* STATED GOAL *
Reproduce every line of the records below that contains the word "throw", treating uppercase and lowercase letters as distinct.

[Stored items from a collection]
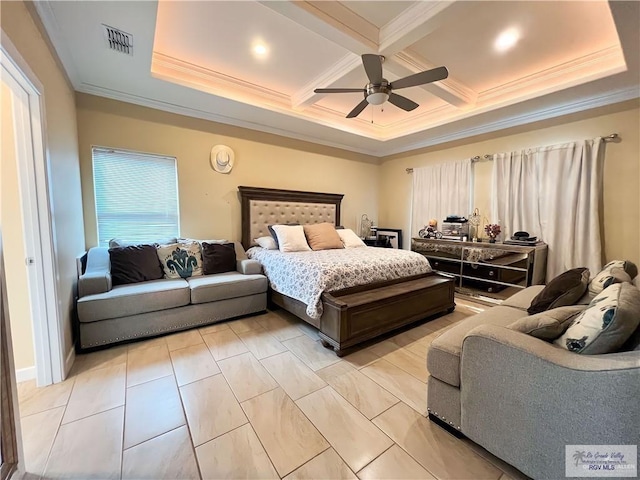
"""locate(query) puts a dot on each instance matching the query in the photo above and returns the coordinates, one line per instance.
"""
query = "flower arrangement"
(493, 230)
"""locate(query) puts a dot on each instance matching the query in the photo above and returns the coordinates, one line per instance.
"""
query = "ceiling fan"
(379, 89)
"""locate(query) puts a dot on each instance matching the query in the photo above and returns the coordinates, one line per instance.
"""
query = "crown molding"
(306, 95)
(592, 66)
(50, 23)
(213, 117)
(215, 82)
(529, 117)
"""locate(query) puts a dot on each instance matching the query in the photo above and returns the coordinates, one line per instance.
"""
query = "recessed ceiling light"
(507, 39)
(260, 49)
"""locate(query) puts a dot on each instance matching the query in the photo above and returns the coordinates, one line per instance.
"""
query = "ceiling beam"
(450, 90)
(314, 17)
(417, 21)
(306, 95)
(339, 24)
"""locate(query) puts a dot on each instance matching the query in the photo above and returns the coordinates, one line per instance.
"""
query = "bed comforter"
(306, 275)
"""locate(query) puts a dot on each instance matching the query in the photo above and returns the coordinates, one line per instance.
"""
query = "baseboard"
(68, 362)
(25, 374)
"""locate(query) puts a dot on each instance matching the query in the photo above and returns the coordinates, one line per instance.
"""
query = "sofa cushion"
(565, 289)
(218, 257)
(221, 286)
(550, 324)
(180, 260)
(133, 299)
(617, 271)
(610, 320)
(523, 298)
(135, 263)
(443, 358)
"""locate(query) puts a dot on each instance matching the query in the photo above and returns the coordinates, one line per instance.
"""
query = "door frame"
(10, 444)
(33, 172)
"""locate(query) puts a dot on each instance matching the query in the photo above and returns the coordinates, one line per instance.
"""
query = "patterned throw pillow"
(180, 260)
(608, 322)
(617, 271)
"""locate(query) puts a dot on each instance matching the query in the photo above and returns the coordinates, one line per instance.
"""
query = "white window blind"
(136, 196)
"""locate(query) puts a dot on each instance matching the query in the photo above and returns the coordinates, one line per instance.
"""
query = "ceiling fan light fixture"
(377, 98)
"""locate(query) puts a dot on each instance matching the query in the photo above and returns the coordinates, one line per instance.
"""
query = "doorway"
(33, 256)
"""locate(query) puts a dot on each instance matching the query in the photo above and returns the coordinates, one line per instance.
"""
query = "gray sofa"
(524, 399)
(110, 314)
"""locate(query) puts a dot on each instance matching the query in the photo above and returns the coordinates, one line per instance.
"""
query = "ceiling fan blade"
(373, 66)
(402, 102)
(356, 111)
(339, 90)
(421, 78)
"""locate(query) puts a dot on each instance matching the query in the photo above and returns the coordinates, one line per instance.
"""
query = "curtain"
(438, 191)
(553, 193)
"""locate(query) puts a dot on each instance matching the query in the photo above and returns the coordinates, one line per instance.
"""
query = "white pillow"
(291, 238)
(349, 238)
(267, 242)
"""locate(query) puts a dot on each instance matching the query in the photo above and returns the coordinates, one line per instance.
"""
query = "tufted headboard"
(267, 206)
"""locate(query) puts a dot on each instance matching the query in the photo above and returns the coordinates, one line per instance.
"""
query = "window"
(136, 195)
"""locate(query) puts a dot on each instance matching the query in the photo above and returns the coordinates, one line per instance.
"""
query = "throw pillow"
(118, 242)
(565, 289)
(218, 257)
(273, 232)
(267, 242)
(350, 239)
(322, 236)
(550, 324)
(133, 264)
(608, 322)
(291, 238)
(180, 260)
(617, 271)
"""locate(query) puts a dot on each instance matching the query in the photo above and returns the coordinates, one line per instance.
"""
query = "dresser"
(485, 267)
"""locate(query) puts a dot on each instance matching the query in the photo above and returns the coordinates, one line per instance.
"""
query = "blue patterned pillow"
(180, 260)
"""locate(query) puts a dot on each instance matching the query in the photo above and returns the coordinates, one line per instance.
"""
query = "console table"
(481, 267)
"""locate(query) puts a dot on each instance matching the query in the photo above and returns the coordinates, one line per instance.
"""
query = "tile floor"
(252, 398)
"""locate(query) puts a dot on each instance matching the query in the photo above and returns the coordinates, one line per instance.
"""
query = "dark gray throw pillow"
(135, 263)
(565, 289)
(273, 232)
(218, 257)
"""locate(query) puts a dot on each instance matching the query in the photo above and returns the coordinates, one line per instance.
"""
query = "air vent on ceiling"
(118, 40)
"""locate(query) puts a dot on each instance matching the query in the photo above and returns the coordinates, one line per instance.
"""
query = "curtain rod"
(488, 156)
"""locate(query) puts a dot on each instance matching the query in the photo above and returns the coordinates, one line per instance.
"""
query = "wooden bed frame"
(352, 315)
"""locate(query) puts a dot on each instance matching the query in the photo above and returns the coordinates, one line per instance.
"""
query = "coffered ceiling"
(199, 58)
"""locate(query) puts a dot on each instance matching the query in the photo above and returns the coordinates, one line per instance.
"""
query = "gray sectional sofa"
(522, 398)
(110, 314)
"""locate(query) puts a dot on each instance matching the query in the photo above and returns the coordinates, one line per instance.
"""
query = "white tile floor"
(252, 398)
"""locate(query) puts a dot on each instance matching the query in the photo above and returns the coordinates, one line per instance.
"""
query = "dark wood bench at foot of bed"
(356, 314)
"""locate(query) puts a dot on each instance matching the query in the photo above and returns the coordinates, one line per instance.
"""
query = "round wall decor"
(222, 158)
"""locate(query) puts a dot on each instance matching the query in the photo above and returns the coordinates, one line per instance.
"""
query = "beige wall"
(621, 174)
(13, 242)
(62, 153)
(209, 203)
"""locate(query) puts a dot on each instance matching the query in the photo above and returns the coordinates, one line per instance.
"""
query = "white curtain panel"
(438, 191)
(553, 193)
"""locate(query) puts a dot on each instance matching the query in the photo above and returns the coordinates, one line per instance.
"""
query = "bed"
(345, 314)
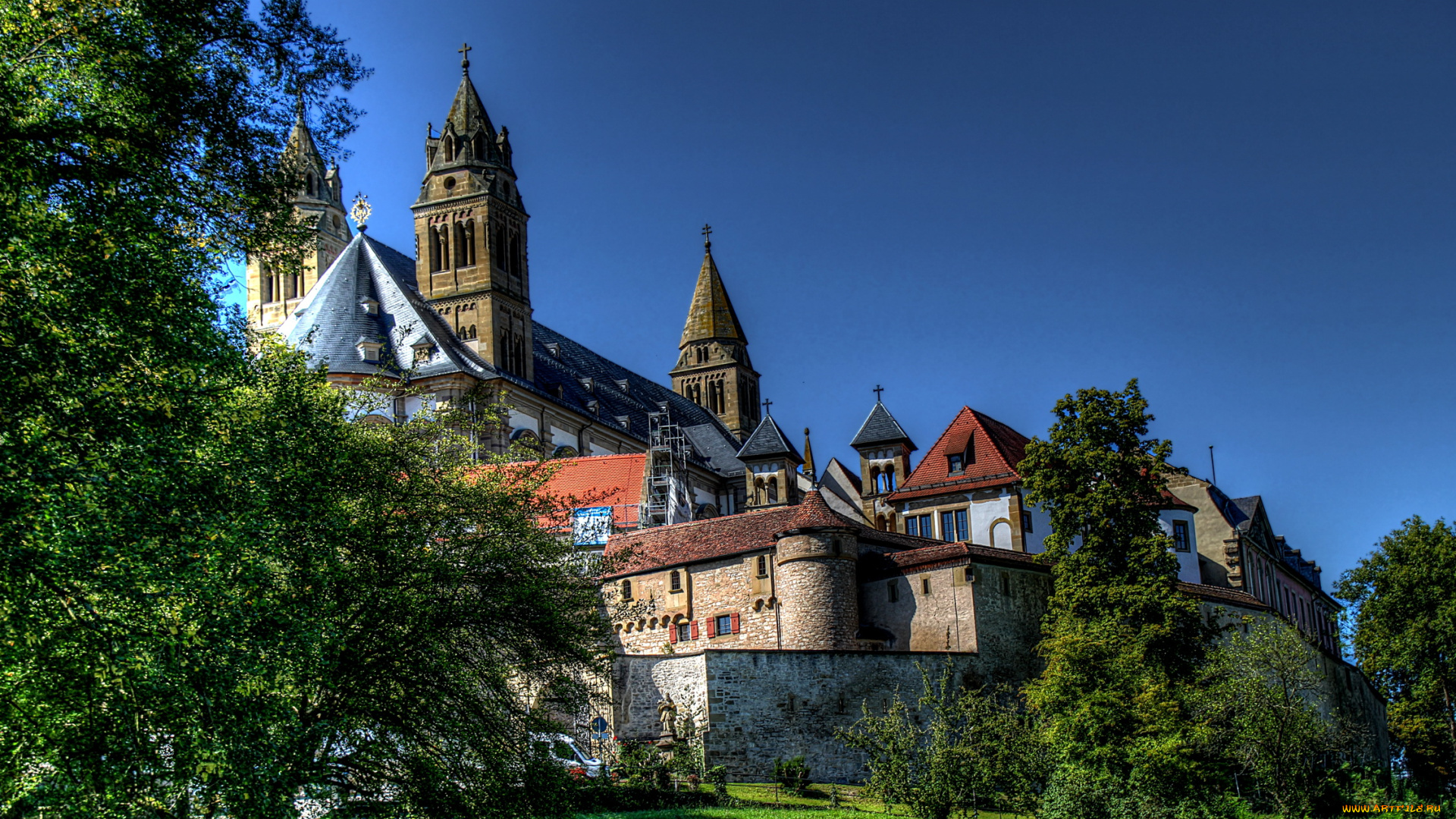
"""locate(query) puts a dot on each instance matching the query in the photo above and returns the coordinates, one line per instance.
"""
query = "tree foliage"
(218, 595)
(1120, 642)
(1402, 601)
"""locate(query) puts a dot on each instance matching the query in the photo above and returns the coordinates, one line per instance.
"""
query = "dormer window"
(370, 350)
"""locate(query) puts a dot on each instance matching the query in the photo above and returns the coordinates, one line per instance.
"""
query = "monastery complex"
(767, 595)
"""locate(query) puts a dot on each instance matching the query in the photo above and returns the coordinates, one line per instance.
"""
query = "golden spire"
(711, 315)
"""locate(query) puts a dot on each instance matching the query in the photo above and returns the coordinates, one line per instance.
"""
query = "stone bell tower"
(712, 363)
(471, 234)
(274, 290)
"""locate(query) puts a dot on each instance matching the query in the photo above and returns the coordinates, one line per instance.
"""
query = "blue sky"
(1247, 206)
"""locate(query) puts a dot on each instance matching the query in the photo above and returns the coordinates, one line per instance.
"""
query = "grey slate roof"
(767, 441)
(331, 321)
(880, 428)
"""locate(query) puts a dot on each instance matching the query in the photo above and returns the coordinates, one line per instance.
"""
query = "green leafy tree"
(1402, 601)
(1260, 697)
(1122, 643)
(965, 749)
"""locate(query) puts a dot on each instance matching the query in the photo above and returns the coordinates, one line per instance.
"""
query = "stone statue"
(667, 714)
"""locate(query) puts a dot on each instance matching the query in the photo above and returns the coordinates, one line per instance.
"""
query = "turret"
(816, 566)
(770, 466)
(884, 464)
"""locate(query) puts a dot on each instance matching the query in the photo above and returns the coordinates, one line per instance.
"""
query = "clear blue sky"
(1248, 206)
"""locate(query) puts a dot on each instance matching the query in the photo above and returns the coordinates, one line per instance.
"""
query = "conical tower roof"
(466, 111)
(767, 441)
(880, 428)
(711, 314)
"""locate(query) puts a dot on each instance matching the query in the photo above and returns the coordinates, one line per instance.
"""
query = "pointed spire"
(711, 314)
(880, 428)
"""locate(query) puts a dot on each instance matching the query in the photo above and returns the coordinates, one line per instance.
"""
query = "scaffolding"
(669, 493)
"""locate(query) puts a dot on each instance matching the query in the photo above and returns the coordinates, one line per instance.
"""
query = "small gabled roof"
(996, 452)
(767, 441)
(880, 428)
(711, 314)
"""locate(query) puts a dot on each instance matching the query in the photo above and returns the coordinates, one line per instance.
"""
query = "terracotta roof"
(601, 480)
(940, 554)
(1220, 595)
(996, 450)
(721, 537)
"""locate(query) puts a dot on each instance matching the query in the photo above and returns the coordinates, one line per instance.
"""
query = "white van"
(565, 751)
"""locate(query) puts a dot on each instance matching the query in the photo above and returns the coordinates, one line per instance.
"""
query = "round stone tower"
(816, 577)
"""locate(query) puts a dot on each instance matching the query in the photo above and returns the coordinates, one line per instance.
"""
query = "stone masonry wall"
(764, 706)
(710, 589)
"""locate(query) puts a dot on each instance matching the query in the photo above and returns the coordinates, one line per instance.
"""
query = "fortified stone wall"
(764, 706)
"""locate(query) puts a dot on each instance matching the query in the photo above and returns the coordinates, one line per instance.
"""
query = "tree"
(965, 749)
(1260, 695)
(220, 596)
(1120, 642)
(1402, 601)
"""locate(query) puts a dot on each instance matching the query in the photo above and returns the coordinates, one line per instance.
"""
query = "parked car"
(565, 751)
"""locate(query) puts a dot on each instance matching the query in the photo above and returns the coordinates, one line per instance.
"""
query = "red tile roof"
(647, 550)
(996, 447)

* RESPONSE TO THIS TASK *
query = "patterned throw pillow"
query = "throw pillow"
query = "dark gray throw pillow"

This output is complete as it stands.